SET TASK 1 :: According to the Hummingbird passage, which earlier Google update was the last one as large as Hummingbird, and in what year did it occur?
SET TASK 2 :: Carry on the Hummingbird video transcript from the point at which it stops.

begin SOURCE PASSAGE

Google gathered yesterday in celebration of their 15th birthday and told the world about their latest search algorithm update: Hummingbird. The impact of Hummingbird affects almost 90% of sites worldwide--that makes it the biggest update since Caffeine in 2010. What is Hummingbird and how do you know if it's affecting your site's ranking? Watch today's video to learn about Google's latest algorithm update and learn about what you can do to recover from it.


Hello, and welcome to our video today. It’s the end of a busy week in the online marketing world. Today we’re going to be talking about the Google Hummingbird update. I’m Chad Hill and I am joined by Adam Stetzer.

Good morning, Chad. What a week we’re having here in internet marketing! The news is coming fast and furious, and first of all, happy birthday to Google! Google is turning 15 years old today. It’s hard to believe it. You know, love them or hate them, there’s a whole industry built around them and we’re part of that. So, I guess acknowledgement to a solid business, well-built and skyrocketing to the top. Today’s news, of course, is the Hummingbird algo update.

end SOURCE PASSAGE
begin GIVEN INFORMATION

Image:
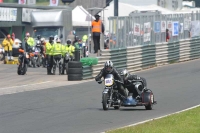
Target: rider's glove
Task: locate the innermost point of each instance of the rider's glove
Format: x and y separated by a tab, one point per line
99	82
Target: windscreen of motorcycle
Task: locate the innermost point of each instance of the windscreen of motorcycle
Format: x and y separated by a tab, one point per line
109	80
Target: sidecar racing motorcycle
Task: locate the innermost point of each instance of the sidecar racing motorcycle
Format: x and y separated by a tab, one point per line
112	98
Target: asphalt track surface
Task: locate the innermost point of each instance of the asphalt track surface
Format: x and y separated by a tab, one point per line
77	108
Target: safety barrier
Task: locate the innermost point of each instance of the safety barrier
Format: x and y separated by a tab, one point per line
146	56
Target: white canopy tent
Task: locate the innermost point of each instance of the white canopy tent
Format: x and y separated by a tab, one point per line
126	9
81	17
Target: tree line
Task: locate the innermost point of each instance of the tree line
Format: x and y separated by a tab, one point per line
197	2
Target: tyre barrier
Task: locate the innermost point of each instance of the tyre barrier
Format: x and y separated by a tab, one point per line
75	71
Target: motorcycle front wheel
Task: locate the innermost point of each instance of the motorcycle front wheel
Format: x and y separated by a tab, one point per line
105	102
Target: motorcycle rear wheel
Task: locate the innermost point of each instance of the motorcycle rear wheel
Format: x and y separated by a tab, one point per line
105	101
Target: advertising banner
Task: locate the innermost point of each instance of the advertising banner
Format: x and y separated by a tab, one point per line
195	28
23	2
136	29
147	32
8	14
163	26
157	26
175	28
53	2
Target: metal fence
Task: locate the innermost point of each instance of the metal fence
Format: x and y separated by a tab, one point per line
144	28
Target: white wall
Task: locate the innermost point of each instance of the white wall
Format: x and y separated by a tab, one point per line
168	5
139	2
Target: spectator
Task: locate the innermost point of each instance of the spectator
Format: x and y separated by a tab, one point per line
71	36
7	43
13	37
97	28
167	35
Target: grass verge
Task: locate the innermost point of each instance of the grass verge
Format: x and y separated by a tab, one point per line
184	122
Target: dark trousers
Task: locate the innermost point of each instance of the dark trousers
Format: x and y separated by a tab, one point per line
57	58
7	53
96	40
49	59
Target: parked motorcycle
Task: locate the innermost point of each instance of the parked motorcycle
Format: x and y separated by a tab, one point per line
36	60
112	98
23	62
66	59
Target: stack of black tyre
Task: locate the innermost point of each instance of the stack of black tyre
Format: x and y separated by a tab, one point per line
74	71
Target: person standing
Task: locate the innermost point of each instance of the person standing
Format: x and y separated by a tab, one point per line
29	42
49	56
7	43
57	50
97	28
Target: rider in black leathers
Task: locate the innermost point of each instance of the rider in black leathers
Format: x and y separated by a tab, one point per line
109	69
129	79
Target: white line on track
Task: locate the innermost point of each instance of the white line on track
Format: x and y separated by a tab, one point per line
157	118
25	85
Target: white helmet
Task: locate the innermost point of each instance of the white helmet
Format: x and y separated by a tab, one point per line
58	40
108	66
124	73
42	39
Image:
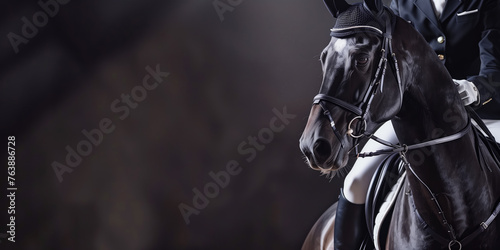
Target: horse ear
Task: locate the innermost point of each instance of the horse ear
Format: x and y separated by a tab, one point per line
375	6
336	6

end GIVEN INFORMATION
begin GIVEN INFORMATION

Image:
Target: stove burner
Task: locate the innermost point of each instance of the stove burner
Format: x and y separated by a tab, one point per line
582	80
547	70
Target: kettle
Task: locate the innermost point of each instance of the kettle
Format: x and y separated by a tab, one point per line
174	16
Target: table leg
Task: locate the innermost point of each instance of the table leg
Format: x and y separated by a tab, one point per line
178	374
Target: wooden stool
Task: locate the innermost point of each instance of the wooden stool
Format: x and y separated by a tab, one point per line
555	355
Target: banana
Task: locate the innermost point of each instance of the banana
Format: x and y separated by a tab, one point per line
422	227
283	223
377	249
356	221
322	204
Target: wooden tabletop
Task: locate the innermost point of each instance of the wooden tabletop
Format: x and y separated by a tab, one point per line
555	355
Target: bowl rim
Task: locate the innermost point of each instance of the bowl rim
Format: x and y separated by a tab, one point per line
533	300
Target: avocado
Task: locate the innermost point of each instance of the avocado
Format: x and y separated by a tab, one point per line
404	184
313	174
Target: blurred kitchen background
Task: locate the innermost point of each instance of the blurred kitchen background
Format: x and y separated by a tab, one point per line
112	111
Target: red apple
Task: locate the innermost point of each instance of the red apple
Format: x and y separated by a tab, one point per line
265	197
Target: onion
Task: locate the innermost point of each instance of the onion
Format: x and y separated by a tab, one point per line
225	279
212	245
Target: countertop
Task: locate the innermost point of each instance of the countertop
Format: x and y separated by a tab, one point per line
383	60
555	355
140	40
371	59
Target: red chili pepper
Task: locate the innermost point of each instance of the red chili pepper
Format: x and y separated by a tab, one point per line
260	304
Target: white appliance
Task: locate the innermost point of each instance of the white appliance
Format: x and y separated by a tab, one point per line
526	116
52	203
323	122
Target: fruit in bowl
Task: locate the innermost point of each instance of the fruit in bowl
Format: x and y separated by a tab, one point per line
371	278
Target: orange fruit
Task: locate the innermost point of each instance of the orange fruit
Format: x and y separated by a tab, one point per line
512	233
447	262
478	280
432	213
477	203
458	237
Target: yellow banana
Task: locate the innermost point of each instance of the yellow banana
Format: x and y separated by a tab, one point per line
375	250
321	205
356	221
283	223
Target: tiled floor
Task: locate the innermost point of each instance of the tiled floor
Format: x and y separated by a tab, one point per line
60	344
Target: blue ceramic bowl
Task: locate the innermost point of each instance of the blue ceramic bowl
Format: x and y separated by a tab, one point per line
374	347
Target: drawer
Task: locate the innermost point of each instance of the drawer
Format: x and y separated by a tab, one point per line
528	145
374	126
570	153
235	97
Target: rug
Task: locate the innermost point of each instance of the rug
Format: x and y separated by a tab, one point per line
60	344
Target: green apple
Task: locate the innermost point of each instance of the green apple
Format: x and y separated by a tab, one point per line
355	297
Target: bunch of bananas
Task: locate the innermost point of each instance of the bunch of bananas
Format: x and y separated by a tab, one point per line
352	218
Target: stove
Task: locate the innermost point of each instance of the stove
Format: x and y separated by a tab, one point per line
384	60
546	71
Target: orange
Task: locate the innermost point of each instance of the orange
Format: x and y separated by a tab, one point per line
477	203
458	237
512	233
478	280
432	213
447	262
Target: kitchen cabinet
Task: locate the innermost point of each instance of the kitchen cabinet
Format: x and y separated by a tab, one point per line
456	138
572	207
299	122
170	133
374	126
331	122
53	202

end GIVEN INFORMATION
begin GIVEN INFORMATION

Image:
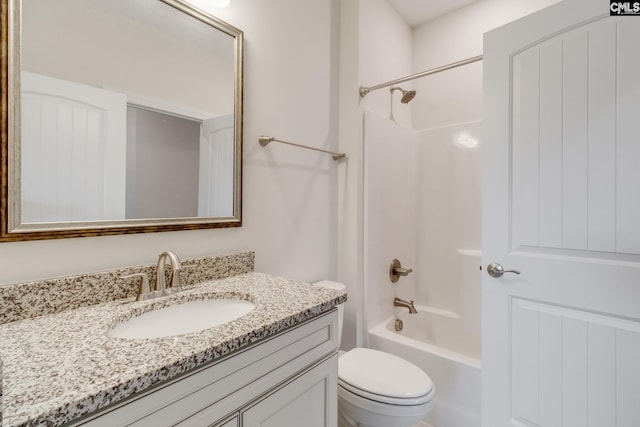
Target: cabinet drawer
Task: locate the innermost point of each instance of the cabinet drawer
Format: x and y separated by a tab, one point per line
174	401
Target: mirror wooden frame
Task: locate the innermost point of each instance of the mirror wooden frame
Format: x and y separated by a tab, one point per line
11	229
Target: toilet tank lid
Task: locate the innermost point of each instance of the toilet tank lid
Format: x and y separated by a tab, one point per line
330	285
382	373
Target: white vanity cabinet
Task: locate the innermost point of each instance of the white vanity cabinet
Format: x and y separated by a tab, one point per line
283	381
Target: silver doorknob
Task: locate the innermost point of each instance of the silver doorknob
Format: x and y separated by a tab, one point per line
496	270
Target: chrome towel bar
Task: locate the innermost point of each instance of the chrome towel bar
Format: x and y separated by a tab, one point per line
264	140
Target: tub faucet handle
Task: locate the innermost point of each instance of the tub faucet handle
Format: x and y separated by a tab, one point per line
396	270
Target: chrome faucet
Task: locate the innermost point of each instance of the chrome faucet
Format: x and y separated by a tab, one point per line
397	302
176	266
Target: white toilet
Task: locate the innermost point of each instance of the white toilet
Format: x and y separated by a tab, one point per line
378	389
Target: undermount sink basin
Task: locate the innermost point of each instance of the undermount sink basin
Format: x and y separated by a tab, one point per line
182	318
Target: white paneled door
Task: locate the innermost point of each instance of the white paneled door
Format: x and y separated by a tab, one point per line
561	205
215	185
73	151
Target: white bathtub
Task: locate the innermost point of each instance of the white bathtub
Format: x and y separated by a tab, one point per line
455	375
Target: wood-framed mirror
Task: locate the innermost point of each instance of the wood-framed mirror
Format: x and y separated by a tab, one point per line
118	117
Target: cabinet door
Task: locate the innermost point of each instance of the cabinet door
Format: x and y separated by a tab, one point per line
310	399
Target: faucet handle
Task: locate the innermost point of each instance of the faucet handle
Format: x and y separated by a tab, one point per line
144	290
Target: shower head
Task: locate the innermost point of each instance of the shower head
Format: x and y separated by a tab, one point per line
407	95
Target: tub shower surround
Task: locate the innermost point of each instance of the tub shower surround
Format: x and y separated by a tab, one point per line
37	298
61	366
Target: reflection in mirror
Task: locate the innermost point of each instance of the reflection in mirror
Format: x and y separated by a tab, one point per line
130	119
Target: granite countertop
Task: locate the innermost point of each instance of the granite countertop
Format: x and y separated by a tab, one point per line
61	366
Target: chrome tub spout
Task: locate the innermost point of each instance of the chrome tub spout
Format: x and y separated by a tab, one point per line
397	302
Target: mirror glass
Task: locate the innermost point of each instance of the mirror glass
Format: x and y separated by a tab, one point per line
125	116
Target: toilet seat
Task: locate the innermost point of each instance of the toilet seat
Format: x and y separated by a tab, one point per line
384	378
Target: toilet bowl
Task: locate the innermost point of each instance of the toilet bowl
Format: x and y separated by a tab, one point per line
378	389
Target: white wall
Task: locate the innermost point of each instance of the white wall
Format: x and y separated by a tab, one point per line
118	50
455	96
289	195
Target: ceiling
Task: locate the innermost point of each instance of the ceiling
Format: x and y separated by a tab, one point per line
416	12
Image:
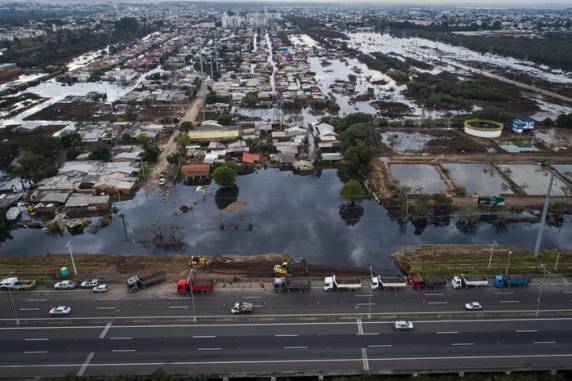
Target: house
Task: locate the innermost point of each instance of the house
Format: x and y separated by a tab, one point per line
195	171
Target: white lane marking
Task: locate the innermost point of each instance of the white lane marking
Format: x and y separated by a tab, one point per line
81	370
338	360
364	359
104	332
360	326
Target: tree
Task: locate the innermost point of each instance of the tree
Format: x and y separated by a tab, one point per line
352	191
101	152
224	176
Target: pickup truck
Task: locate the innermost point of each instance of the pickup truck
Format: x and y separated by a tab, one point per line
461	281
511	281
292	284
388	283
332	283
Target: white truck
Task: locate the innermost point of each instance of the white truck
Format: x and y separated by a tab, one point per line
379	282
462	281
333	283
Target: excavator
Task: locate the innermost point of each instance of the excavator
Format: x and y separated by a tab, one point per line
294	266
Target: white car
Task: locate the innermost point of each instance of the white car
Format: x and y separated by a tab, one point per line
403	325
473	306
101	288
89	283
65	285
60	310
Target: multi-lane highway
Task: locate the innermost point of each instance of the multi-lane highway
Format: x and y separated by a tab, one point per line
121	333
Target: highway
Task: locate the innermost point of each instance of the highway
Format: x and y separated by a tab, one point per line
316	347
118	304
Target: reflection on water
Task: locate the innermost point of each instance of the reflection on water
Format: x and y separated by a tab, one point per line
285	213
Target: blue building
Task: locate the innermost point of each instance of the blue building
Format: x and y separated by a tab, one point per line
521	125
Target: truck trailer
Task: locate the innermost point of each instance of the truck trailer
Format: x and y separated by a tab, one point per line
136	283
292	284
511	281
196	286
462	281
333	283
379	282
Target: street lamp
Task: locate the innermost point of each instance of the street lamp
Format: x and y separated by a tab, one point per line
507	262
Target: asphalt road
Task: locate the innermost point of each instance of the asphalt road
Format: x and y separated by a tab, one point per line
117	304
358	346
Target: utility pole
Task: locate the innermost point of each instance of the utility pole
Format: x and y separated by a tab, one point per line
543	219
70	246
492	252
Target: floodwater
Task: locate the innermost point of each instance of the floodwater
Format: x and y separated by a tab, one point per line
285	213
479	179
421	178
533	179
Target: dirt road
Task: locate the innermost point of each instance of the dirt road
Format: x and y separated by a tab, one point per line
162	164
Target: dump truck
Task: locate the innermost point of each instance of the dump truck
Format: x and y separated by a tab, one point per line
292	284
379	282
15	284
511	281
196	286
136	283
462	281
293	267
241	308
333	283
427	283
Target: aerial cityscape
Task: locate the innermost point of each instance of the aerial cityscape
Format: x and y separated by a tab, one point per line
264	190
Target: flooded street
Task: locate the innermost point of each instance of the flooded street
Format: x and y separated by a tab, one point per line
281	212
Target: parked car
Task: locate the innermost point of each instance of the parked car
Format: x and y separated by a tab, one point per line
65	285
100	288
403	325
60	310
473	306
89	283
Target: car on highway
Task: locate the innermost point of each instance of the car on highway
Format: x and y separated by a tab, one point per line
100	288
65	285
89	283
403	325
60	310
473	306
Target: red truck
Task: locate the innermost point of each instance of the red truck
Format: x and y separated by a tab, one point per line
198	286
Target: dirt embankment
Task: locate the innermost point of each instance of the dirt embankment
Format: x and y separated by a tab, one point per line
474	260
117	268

end GIVEN INFORMATION

REPLY 1 :: Caffeine, in 2010.

REPLY 2 ::
There’s a new algorithm update that was acknowledged late last night. I think the news was breaking around 5:30 Pacific Time. I know Danny Sullivan was blogging about it, talking about Google Hummingbird, and as with all these big algorithmic moves, people are tracking these very closely. This one actually came out somewhere around three to four weeks ago, so we’re talking about the last week in August, maybe spilling into the very first week in September.

Hummingbird is the nickname that’s been assigned to this update, and it’s a big one. This is breaking news. Ninety percent of searches affected. By comparison, that’s much higher than most of the Google algorithm updates we see from Google. Often, they’re talking three, five, seven percent of searches updated. We haven’t seen this kind of mass algorithm update since Caffeine in 2010, so that’s three years ago. So this is absolutely big news, people will be seeking this information. It’s just breaking. Even though the update was pushed out a month ago, the leak, or the announcement, is just coming out. I know the first thing people want to know, Chad. What is this doing to my rankings? Do I need to be scared? How do I react?

Well, as you said, Adam, this did roll out three to four weeks ago, so you want to go back into Google Analytics and look at the end of August and compare the end of August to the beginning of September. Did you see a drop around that time from organic sources? That’s really the answer to the question. If nothing has changed since the end of August, then Hummingbird is already in play. If you saw a drop, you need to look at that drop and figure out what’s happened. So, take a look at that and it should answer the question.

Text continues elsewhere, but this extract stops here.